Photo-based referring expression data
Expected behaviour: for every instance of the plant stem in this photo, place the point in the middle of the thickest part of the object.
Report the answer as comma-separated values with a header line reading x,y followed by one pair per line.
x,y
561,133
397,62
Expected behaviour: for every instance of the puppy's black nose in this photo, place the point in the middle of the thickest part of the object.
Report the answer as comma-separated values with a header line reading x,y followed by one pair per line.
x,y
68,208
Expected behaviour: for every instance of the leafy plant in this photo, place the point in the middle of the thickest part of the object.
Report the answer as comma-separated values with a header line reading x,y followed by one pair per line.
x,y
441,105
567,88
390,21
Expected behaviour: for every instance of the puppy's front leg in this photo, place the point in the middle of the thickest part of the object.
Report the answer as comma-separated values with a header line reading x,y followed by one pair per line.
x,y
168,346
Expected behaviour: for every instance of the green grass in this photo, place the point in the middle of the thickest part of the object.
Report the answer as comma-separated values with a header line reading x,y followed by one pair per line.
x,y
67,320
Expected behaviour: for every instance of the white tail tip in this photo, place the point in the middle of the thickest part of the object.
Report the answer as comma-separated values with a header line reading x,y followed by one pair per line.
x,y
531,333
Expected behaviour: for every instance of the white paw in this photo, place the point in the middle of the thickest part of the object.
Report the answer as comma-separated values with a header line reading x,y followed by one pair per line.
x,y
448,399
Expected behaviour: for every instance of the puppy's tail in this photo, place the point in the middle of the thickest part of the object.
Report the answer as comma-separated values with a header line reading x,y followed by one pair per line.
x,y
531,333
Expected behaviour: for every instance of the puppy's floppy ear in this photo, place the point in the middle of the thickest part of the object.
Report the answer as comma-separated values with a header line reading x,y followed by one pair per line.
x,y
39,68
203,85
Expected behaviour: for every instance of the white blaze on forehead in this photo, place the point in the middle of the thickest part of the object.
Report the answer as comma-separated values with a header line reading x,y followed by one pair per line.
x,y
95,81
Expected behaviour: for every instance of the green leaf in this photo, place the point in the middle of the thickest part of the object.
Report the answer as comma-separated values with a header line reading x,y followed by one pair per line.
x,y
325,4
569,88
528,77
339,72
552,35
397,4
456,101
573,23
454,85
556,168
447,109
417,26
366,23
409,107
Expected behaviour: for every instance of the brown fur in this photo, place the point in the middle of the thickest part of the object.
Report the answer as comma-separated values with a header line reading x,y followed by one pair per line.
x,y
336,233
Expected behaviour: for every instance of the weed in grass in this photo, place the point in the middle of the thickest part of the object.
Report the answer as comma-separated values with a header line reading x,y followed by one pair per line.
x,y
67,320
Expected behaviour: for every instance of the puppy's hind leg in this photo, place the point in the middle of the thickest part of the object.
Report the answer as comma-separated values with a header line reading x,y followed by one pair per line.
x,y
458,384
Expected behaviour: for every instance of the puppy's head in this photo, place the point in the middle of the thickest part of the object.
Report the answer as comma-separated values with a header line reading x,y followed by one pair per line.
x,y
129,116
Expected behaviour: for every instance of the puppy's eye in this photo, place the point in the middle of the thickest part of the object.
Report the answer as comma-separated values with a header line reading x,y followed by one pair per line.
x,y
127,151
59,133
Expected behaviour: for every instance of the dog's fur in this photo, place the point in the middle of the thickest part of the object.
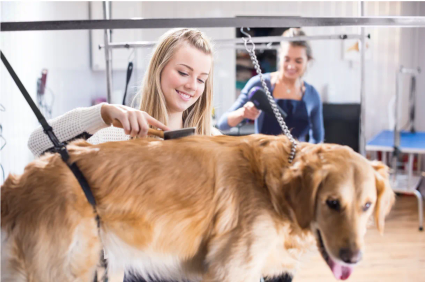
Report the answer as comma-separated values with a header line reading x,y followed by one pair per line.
x,y
198,208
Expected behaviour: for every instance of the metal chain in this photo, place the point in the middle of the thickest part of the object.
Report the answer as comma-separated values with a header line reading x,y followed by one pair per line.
x,y
270,97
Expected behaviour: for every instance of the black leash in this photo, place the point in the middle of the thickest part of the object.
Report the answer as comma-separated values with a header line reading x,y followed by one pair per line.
x,y
58,146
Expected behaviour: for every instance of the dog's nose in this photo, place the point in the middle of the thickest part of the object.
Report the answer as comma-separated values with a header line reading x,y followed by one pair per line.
x,y
350,256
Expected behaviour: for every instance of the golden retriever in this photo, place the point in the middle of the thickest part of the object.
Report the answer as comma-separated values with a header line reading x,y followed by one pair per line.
x,y
198,208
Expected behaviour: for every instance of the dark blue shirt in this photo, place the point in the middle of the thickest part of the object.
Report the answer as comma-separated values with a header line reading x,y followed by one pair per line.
x,y
304,116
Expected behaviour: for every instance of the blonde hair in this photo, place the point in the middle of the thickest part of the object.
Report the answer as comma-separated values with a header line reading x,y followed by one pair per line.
x,y
152,99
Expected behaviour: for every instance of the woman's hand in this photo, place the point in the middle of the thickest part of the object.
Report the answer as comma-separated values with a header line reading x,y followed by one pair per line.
x,y
134,122
249,111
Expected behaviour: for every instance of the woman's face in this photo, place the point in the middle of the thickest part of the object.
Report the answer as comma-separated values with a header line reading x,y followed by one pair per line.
x,y
294,61
184,77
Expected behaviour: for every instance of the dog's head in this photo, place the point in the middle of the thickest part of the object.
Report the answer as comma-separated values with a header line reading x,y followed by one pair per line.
x,y
336,191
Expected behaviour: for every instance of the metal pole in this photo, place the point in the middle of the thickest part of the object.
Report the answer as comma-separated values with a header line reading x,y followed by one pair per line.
x,y
362,141
223,43
108,55
396,149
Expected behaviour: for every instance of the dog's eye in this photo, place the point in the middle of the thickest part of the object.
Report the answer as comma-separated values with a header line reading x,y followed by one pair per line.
x,y
367,206
334,204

=== Task to complete ===
Reproduce the data above word for word and omit the images.

=== Response to the exercise ===
Expected behaviour: for every instance of the plant stem in this photo, place the point in the middle of the thickest part of the object.
Report the answer as comma-separated values with a header line reading x,y followed by one pair per line.
x,y
561,133
397,62
Expected behaviour: for every instance of the puppy's black nose in this photo, place the point in the middle of the thickest part of the object.
Report the answer as comma-separated values with a header line reading x,y followed by one pair per line.
x,y
68,208
Expected behaviour: for every instance of the leafy plant in this photo, place the point in the middle of the thickest part of the object.
Report the answer as comma-separated values with a header line reading x,y followed by one pair per line.
x,y
441,105
567,88
390,21
Expected behaviour: for every instance of the puppy's front leg in this photo, place the point in the middle of the thickest part of the object.
Report the answer as comma-separated values with a header line reading x,y followed by one pair per line.
x,y
168,346
Expected behaviour: for every instance of the green grass in this photo, place the point in the middle of the thickest part of the object.
Report the answer as comma-separated values with a header line reading x,y followed by one pair per line.
x,y
67,320
Expected behaviour: for every instance of the white tail tip in this photo, place the point in the middle of the thickest part of the object.
Report the answer as comma-separated values with a header line reading x,y followed by one pair per line.
x,y
531,333
Expected behaviour: for every instance of the white paw in this photo, place the point in the middle of the thickest part of the object.
Report the answer as comma-separated values with a header line reading x,y followed by one pair per line.
x,y
448,399
Expected behaviour: for every instance of the puppy's tail in this photo, place the point in the middle of the thickest part of the object.
Report the answer as comma-separated values with a header line reading x,y followed by one pair per line.
x,y
531,333
Expected behaviour: for every instance of the puppy's floppy ear in this photo, place the point in the middle of the thickest part of the object.
Report the answer as comma-separated values with a header line reading x,y followed by one pair per line.
x,y
39,68
203,85
Expected behaviour: for every instance of the white blaze on forehead in this photo, place the point in the middle of the thickest part of the object.
Report the answer as comma-separated values with a header line reading x,y followed by one pair per line.
x,y
95,81
Expected behaviour: for every instance of the green leaf in this photo, place the point in the middle of the thickest part of the object.
Report the answer as comma-separated values with a header line reading x,y followed by one pair per line.
x,y
325,4
569,88
528,77
339,72
552,35
397,4
456,101
573,23
454,85
556,168
447,109
417,26
366,23
409,107
Expected behaviour: for every instance of the brown fur in this photo, place the point in the middle of the thickest part of the object.
Report the answer as comma-separated values with a header line reading x,y followed by one pair per line.
x,y
336,233
Expected behaviour: for every instance of the weed in grass in this photo, place the point in the middle of the thickest part of the object.
Report the answer as comma-separated values with a header line reading x,y followed by one pair per line.
x,y
67,320
Expected behaviour: for every instance of the puppy's hind leg in this photo, place the point in the middle of the thickest part of the object.
Report the answer as comma-separated values with a header line reading x,y followed by one pair per line.
x,y
458,384
Expected behaviour: for every instance of the puppy's head in this photo, place the point in the middle of the thickest part of the object.
Report the answer as comma-separated values with a header line reading x,y followed by one pair per line.
x,y
129,116
Expected behaviour: for every instance of the puppy's eye in this photo, place the point in the middle of the thickest part of the object.
Report the answer as comma-separated values with a header line reading x,y followed by one pair per line.
x,y
127,151
59,133
Expected behaviour: for every instance of the dog's fur in this photo, place the point in the middle of the thickest part of the object.
Report the answer as comma-separated values with a header line reading x,y followed by one pair per line.
x,y
198,208
Expected behaviour: for every instance of the metal chain in this photo, place the point in the middle of the thickest part of the object.
Report the answer as comma-separated values with a header line reading x,y followed by one pair per line.
x,y
270,97
Expected behaviour: for every instance of the black leash in this photo, place the point in the middle of the thickest part of the object.
Report the answer as comma-separated values with a header line reading x,y followed by one pair per line.
x,y
58,146
Expected behaviour: for every instance of the dog's nose in this photo, place the point in the middle of the thickest part of the object.
Report the answer as comma-separated values with a header line reading x,y followed by one pair per line.
x,y
350,256
Expected behaviour: for every instance of the golden retriever in this photo, place the point in the middle of the thickest part of the object.
Report the answer as comma-separated values with a header line reading x,y followed by one pair per line.
x,y
198,208
Expected behaviour: for every instance of the dark blue shirt in this photo, place the point in the middle of the thickest part of the object.
Report the answer as comma-separated values with a header line reading x,y followed by one pair per line.
x,y
304,116
Expected behaviour: for every instance of the blonde hair in this photo, place the point in the middle of the thickest part of the object.
Report the answer as comma-separated values with a header line reading x,y followed by one pair per line.
x,y
152,99
Expected behaviour: for every instance of the woman's hand in this photo, place the point in the middle of the thickest part of the object.
Report the answer as comma-separated values with a header line reading x,y followed by one pair per line.
x,y
134,122
249,111
Expected behaviour: for every instance of the woman's face in this photo, place the point in the middle of the thickest part of the object.
Report the answer as comma-separated values with a header line reading x,y followed by one pair per line.
x,y
294,61
184,77
Expected behaviour: for every instance of the dog's head in this photo, place the point in the middle of the thickest part of the object.
Report the answer as comma-separated values with a header line reading x,y followed by one pair per line.
x,y
336,191
Expected behaviour: for every instance of the metal pole in this photo, place the point in the middle of the thickest part of the object.
Report the answer as comma-separated values with a header line reading x,y followed by one pair per line.
x,y
362,141
223,43
108,55
396,149
Expected behaviour: for every instance of the dog's eye in this photo, place the point in the middle of the thickest part of the object.
Report the answer as comma-separated values with a header line reading x,y followed by one pair per line.
x,y
367,206
334,204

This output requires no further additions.